→ Supplied entries:

___

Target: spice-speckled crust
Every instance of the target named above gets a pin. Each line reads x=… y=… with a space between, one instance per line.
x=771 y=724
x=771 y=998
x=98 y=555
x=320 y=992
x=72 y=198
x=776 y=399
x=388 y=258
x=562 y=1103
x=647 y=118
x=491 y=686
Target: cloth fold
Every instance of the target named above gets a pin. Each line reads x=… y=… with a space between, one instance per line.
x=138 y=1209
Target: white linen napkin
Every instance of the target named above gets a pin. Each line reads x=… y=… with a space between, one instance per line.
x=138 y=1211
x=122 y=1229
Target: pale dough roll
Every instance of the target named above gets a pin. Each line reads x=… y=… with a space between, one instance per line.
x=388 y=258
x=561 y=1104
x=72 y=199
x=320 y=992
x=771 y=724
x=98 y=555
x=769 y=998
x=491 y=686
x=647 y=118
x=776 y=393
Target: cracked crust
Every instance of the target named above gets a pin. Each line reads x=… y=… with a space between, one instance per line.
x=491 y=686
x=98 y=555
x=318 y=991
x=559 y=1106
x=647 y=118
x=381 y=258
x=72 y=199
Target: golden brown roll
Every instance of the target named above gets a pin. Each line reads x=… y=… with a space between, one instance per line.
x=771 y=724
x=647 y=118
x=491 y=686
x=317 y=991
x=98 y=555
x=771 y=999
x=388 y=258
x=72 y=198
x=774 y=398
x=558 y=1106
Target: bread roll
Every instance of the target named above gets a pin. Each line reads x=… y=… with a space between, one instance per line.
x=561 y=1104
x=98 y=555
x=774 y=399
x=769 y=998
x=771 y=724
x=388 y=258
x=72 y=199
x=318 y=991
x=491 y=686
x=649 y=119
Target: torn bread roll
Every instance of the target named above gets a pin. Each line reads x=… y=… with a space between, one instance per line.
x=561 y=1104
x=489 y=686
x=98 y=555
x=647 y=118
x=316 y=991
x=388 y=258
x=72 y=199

___

→ Work instruction:
Using the material above, quote the first line and each line after it, stopping at and including the line that holds "Target: cloth fold".

→ Exercise result:
Target: spice-speckled crust
Every instance of the target named above gets a pin. Each line reads x=… y=… with a space between, one instance per line.
x=771 y=724
x=771 y=998
x=98 y=555
x=320 y=992
x=72 y=198
x=776 y=399
x=388 y=258
x=562 y=1103
x=647 y=118
x=491 y=686
Target: cloth fold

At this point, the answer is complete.